> **Trecho do texto**:
%%

Visão do Correio

Governo caiu numa armadilha fiscal

O deficit fiscal que poderia ter sido zerado na largada do mandato assombra o Palácio do Planalto e gera um clima de incerteza econômica

Eixo Capital 2105 -  (crédito: Caio Gomez)
Eixo Capital 2105 - (crédito: Caio Gomez)

O futuro dirá se o presidente Luiz Inácio Lula da Silva cometeu um acerto ou um erro político, antes mesmo de tomar posse, ao negociar o fim do chamado Teto de Gastos e a aprovação do novo arcabouço fiscal com o Congresso. Isso evitou um duro ajuste fiscal no começo de seu terceiro mandato, mas também anulou a narrativa de que herdou uma bagunça financeira de Jair Bolsonaro. A tentativa de golpe de Estado no 8 de Janeiro marcou o antes e depois do ponto de vista da questão democrática, porém o rombo nas contas públicas foi varrido para debaixo do tapete do Orçamento da União. 

Essa fuga para a frente, agora, está cobrando o seu preço, porque o deficit fiscal que poderia ter sido zerado na largada do mandato assombra o Palácio do Planalto e gera um clima de incerteza econômica — a não ser que se faça, realmente, um ajuste que equilibre as contas públicas sem aumento da carga tributária. A política de expansão de gastos públicos e aumento do consumo popular, por causa do deficit fiscal, não vem surtindo efeito do ponto de vista da popularidade do governo em razão da inflação e dos juros altos necessários para combatê-la.

%%

> **Suas tarefas**:
**A)** De acordo com o editorial, o que o presidente negociou com o Congresso antes de tomar posse?
**B)** Relacione todas as pessoas citadas nominalmente no editorial, incluindo a linha de crédito.

> **Material fornecido**:
%%

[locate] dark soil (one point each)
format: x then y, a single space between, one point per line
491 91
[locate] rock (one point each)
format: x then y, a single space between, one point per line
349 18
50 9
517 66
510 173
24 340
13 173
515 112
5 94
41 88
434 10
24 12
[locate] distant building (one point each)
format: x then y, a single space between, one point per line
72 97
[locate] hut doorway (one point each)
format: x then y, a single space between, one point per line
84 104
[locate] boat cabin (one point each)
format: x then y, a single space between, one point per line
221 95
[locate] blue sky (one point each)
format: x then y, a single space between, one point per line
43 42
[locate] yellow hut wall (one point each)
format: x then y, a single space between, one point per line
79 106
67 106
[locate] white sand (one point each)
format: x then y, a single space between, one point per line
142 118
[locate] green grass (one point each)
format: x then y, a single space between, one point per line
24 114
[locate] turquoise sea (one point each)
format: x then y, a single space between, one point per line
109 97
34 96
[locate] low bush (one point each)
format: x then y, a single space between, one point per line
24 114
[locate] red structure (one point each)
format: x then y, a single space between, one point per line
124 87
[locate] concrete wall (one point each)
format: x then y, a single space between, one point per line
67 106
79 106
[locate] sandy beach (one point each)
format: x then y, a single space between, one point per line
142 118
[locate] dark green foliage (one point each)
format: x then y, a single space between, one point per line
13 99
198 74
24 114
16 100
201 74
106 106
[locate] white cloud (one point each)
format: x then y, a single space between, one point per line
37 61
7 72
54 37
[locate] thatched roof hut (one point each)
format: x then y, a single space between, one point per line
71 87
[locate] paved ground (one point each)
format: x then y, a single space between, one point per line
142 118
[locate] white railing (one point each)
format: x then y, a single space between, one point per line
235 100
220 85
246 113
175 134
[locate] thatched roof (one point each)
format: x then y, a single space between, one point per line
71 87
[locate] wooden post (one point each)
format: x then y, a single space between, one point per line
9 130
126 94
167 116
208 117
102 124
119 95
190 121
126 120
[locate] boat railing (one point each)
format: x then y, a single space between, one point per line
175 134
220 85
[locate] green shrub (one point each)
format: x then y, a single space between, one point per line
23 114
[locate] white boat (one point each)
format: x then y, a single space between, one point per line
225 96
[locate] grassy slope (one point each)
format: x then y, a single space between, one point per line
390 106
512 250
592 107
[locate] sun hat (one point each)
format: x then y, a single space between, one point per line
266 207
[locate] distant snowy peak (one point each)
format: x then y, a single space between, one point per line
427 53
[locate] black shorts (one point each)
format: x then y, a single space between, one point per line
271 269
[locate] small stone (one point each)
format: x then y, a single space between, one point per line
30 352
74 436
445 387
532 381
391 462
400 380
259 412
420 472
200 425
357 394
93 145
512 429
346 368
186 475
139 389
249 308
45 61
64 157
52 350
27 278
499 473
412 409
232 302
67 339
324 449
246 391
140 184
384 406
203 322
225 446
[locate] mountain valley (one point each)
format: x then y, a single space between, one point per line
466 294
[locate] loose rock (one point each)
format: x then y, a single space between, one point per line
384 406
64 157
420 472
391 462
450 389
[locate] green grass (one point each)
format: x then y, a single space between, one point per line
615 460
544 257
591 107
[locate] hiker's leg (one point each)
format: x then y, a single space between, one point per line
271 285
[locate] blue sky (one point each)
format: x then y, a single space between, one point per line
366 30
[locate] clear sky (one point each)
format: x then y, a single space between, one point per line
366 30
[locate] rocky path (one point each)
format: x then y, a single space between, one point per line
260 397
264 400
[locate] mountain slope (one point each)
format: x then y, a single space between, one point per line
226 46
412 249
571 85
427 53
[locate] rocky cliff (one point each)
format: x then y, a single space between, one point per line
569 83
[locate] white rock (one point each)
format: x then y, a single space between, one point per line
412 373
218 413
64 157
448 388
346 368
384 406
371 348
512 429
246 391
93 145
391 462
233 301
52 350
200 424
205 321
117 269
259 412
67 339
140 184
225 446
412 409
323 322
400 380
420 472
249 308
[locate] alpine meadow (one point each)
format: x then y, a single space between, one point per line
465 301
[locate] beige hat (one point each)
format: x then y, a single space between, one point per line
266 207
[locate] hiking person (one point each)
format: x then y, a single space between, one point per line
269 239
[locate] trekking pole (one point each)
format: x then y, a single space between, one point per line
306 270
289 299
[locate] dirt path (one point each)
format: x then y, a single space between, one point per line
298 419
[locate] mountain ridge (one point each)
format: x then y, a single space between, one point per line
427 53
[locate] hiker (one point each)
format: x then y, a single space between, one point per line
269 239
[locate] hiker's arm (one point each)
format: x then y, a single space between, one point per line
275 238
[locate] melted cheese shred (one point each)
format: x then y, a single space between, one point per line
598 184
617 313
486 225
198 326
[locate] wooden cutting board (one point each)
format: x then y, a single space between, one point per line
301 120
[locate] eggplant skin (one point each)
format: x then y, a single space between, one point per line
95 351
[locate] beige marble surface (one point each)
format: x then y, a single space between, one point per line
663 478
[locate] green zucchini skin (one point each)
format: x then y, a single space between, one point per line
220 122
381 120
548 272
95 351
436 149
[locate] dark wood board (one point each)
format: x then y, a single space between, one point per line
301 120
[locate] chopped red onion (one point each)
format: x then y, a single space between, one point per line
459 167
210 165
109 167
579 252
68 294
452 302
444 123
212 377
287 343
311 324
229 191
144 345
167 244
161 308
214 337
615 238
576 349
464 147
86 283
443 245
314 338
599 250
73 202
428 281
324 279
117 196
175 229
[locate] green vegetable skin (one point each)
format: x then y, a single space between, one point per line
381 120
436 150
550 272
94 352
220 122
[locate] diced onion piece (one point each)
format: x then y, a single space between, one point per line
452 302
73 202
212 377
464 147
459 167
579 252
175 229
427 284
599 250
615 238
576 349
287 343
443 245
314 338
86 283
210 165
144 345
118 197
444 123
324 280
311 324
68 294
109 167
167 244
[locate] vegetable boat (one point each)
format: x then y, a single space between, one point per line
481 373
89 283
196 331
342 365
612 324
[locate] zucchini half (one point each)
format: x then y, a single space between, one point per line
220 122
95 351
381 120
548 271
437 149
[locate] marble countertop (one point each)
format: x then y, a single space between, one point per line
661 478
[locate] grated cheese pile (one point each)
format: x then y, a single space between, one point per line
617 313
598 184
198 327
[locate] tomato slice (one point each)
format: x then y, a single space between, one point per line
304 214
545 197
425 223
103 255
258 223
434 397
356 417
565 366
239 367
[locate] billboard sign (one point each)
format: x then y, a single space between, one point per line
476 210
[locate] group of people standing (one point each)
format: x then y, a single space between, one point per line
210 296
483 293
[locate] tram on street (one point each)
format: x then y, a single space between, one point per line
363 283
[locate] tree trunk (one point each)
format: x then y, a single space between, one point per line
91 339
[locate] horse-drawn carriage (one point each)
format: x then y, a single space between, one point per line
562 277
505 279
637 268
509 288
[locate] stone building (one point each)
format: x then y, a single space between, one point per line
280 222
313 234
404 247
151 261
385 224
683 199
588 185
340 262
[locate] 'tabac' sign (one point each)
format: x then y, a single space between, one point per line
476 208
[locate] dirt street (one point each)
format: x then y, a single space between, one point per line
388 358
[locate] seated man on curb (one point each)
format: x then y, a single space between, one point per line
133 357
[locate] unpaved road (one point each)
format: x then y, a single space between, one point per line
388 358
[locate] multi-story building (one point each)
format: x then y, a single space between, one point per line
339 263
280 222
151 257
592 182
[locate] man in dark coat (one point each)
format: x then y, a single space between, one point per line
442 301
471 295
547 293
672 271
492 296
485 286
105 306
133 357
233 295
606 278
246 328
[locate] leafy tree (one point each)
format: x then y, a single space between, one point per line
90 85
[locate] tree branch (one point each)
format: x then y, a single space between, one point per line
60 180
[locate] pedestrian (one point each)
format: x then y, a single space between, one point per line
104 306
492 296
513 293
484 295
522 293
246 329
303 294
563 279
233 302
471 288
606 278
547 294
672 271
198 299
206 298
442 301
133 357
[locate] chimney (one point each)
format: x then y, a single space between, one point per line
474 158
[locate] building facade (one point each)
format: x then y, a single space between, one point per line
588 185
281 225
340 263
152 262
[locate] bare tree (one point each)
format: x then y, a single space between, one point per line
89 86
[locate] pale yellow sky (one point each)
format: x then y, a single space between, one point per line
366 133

%%

> **Resultados do exercício**:
**A)** O fim do chamado Teto de Gastos e a aprovação do novo arcabouço fiscal.

**B)** Luiz Inácio Lula da Silva, Jair Bolsonaro e Caio Gomez.